Raw data

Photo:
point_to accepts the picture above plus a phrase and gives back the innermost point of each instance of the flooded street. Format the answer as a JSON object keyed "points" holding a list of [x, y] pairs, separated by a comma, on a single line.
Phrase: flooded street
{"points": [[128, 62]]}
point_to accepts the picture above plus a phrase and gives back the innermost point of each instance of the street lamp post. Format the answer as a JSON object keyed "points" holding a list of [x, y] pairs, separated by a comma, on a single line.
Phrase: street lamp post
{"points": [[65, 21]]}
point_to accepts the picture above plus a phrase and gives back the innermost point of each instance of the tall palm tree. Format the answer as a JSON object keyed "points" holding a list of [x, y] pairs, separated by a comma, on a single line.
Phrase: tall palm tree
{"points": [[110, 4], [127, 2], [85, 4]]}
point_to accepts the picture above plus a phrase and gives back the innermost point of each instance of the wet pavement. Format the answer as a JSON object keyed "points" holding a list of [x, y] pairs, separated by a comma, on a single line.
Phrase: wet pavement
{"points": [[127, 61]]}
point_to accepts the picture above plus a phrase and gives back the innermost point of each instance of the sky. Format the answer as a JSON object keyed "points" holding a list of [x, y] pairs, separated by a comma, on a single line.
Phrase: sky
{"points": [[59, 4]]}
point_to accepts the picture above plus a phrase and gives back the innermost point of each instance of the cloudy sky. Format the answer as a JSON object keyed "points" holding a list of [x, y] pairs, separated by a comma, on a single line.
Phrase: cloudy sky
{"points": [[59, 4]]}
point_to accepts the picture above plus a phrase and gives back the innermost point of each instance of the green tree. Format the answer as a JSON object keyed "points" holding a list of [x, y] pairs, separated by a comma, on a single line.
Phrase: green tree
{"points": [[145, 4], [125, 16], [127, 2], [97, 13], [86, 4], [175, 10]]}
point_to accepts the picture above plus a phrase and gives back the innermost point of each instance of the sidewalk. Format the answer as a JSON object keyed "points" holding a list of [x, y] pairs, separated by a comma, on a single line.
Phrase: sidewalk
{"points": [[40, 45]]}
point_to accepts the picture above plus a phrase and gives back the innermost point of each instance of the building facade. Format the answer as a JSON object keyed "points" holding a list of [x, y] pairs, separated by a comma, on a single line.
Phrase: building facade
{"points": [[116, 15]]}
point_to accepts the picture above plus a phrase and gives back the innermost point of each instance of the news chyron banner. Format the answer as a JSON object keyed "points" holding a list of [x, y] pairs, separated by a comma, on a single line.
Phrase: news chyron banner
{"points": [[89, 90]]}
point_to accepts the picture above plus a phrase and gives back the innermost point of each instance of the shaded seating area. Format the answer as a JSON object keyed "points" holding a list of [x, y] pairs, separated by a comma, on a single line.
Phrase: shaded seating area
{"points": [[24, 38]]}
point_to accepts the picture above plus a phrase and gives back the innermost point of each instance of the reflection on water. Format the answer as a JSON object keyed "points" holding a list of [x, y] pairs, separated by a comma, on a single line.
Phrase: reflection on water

Your objective
Copy every line of the material above, without changes, from the line containing "of the building" down to the last line, including both.

Output of the task
point_to accepts the picture above plus a phrase and gives back the innermost point of each instance of the building facade. Format the answer as a JSON object keyed "points" holding a list of [x, y] pairs, separated by a comma, on a single line.
Phrase: building facade
{"points": [[116, 15]]}
point_to accepts the picture above plus a phrase and gives back the innermost point of each instance of the news chyron banner. Format the answer as a JSON object keyed "points" holding a list of [x, y] pairs, separated by a comma, on a single line.
Phrase: news chyron banner
{"points": [[89, 90]]}
point_to accepts the picture above plus a phrase and gives back the innermost point of each instance of the shaded seating area. Format the answer as a JSON object keyed "points" holding a list of [x, y] pairs, separated by a comma, on a single line.
Phrase: shaded seating area
{"points": [[24, 38]]}
point_to accepts the picture above plus a phrase and gives back the innermost point of each instance of the reflection on water. Format the answer as a JSON object keyed "points" holding a list of [x, y] pairs, separated by a comma, on a single line.
Phrase: reflection on water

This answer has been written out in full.